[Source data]
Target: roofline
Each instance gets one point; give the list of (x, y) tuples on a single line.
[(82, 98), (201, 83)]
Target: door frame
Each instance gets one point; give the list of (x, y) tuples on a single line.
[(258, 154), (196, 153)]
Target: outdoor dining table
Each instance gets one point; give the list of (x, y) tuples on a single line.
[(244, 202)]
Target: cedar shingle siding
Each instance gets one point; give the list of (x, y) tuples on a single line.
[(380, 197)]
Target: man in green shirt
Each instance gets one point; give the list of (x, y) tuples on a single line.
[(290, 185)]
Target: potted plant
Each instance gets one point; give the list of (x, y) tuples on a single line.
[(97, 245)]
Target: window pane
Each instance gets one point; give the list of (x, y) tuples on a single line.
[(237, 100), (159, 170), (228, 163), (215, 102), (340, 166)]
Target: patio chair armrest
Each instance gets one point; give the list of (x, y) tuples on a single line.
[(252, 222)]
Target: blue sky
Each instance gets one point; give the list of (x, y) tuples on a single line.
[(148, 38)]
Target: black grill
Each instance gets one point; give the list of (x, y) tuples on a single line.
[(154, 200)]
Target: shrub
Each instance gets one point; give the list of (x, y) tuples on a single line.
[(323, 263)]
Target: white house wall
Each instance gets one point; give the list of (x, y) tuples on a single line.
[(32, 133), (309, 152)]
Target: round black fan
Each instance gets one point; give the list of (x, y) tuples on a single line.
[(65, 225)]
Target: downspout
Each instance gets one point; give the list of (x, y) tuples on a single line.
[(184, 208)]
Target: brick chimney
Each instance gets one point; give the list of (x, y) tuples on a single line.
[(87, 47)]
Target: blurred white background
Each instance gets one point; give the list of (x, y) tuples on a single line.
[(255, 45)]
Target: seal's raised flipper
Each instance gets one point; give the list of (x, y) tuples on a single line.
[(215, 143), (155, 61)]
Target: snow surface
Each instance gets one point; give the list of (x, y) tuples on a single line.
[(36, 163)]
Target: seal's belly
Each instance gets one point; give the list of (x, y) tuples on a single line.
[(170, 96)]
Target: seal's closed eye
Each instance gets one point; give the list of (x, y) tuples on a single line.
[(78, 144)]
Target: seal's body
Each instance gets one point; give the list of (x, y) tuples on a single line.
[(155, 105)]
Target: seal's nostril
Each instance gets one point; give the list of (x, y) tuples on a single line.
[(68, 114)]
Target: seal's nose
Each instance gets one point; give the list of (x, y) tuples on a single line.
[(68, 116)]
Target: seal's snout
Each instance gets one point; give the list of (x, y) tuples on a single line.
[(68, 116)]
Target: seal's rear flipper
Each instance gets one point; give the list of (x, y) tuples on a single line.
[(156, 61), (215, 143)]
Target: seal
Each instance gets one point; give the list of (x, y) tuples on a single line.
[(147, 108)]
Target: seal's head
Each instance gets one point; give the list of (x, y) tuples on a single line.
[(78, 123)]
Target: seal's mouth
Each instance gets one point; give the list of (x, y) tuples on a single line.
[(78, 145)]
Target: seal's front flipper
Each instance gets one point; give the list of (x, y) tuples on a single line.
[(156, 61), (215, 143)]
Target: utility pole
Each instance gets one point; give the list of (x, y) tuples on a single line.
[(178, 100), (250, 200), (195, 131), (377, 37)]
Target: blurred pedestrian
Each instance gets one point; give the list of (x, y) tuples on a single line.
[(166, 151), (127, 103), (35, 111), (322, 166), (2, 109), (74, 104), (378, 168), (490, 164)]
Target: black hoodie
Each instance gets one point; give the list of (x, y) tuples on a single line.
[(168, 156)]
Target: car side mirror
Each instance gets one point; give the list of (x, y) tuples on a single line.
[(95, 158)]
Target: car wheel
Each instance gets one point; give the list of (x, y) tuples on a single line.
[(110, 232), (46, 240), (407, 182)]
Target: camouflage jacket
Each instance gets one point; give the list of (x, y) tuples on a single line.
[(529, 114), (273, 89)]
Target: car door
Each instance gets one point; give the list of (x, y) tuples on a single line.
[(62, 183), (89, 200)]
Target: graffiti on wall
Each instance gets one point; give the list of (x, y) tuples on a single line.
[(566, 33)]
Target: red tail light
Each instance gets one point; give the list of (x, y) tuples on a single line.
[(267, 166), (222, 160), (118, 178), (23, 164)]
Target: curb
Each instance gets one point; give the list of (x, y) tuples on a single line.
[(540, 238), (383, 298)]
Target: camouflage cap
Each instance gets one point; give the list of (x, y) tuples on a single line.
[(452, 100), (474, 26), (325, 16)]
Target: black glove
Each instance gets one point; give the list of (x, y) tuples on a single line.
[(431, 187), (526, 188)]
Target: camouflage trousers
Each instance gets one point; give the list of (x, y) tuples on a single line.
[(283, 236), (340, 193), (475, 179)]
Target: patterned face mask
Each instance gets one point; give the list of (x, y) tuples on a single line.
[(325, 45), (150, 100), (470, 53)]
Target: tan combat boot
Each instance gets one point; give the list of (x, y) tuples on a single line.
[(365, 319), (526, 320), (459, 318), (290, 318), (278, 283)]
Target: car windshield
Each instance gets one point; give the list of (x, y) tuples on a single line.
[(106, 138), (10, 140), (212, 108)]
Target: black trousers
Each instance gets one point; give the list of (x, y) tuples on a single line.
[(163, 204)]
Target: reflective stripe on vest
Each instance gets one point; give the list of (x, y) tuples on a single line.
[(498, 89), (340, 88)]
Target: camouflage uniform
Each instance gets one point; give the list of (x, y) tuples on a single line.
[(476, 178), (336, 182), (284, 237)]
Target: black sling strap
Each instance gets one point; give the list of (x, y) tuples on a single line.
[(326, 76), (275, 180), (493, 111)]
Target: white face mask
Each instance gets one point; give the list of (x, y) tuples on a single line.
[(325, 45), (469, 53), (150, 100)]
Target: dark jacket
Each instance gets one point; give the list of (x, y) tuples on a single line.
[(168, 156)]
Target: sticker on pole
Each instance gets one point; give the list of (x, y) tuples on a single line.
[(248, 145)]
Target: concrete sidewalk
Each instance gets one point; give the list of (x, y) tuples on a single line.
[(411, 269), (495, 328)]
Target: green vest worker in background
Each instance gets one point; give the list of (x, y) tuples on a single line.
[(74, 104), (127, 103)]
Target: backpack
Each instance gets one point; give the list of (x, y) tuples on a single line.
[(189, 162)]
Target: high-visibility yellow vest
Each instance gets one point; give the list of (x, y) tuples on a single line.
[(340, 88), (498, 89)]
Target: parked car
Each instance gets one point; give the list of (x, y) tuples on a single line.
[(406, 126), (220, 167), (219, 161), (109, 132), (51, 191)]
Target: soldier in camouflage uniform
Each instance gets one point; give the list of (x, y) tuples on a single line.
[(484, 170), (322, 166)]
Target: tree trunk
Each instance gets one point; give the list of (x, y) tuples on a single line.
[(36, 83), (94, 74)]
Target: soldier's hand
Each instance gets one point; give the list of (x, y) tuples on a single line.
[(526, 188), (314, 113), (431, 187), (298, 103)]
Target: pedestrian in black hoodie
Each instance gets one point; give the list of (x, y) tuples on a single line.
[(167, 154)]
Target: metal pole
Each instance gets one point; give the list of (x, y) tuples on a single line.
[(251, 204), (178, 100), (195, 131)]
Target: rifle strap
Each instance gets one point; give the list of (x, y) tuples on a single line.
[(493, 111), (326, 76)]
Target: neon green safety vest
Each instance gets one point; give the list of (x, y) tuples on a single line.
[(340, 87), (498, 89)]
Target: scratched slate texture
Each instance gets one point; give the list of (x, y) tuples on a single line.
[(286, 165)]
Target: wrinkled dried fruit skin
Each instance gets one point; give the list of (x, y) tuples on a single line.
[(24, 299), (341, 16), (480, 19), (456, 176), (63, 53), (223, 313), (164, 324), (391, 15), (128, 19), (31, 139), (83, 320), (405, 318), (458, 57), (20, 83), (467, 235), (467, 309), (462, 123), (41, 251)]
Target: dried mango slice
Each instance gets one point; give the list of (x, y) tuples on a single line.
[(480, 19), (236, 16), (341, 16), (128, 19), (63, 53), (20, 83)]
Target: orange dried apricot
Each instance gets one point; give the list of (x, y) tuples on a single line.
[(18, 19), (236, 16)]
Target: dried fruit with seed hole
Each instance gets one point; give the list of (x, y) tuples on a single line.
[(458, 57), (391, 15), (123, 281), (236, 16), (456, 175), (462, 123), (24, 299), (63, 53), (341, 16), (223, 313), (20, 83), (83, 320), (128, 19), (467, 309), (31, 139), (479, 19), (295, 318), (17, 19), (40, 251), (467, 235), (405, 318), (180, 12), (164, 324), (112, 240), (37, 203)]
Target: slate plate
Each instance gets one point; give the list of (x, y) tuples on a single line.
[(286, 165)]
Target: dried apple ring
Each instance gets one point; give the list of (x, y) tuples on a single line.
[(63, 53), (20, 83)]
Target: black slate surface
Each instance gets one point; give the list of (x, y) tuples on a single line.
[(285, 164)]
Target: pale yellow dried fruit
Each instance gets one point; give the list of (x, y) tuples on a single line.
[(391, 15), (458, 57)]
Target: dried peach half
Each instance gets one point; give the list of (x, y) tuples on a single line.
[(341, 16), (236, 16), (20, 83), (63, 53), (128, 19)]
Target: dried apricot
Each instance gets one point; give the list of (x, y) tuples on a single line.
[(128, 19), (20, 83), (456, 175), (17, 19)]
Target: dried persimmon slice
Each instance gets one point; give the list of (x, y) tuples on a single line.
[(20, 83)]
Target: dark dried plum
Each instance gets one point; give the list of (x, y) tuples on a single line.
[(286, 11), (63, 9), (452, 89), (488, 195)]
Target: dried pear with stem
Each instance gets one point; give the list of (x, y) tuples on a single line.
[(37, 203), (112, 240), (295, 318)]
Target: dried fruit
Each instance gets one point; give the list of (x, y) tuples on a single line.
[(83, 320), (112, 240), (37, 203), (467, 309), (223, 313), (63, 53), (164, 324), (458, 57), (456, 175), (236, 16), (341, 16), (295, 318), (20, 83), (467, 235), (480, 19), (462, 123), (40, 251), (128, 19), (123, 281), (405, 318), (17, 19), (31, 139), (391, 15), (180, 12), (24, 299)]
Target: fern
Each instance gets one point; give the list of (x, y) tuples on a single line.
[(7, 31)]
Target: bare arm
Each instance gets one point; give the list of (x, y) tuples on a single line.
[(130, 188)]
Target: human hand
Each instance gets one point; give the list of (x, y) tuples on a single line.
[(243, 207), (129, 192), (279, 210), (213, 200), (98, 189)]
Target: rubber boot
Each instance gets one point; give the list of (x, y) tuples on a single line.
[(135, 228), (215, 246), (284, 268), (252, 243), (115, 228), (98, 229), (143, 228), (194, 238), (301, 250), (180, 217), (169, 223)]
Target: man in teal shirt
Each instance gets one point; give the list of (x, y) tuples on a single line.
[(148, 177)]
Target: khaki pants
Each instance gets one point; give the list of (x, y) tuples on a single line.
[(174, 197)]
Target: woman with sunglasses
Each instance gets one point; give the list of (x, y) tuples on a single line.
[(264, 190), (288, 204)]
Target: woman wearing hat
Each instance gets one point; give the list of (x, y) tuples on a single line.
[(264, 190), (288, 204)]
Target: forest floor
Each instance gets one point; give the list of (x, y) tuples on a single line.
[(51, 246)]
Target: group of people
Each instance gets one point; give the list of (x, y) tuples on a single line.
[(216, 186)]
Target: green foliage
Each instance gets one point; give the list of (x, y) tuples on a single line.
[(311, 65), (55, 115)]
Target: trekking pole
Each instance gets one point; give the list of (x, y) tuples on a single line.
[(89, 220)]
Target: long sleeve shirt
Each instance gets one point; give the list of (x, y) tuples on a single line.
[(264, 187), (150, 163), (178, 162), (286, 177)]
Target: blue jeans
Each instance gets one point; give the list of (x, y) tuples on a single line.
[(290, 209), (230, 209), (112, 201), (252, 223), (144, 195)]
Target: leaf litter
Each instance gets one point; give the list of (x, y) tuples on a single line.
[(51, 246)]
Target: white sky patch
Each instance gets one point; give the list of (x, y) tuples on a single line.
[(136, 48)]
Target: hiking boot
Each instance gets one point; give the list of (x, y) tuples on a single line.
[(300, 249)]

**ACTIVITY:**
Starting with the line above that holds "Target: blurred white background" and stopping with the line that holds "Target: seal's rear flipper", reproduce each line exactly, omitting all other lines.

**OUTPUT OF THE TASK:**
Target: blurred white background
Each instance gets one point; give the list of (x, y) tuples on a single line.
[(255, 45)]
Target: seal's raised flipper
Each instance gets one point; give the list of (x, y) tuples on a single line.
[(215, 143), (155, 61)]
Target: snow surface
Each instance gets one point; give the list of (x, y) tuples on a single line.
[(36, 163)]
Target: seal's belly
Each instance gets one point; give the list of (x, y) tuples on a single line.
[(170, 96)]
Target: seal's closed eye
Each instance gets one point; give the list of (x, y) tuples on a single line.
[(78, 144)]
Target: seal's body
Each instance gets one point; give the list of (x, y) tuples on a single line.
[(155, 105)]
Target: seal's nostril
Each instance gets one point; give the list of (x, y) tuples on a single line.
[(68, 114)]
Target: seal's nose
Each instance gets one point; give the list of (x, y) tuples on a single line.
[(68, 116)]
Target: seal's snout
Each instance gets one point; give the list of (x, y) tuples on a single line.
[(68, 116)]
Target: seal's rear flipper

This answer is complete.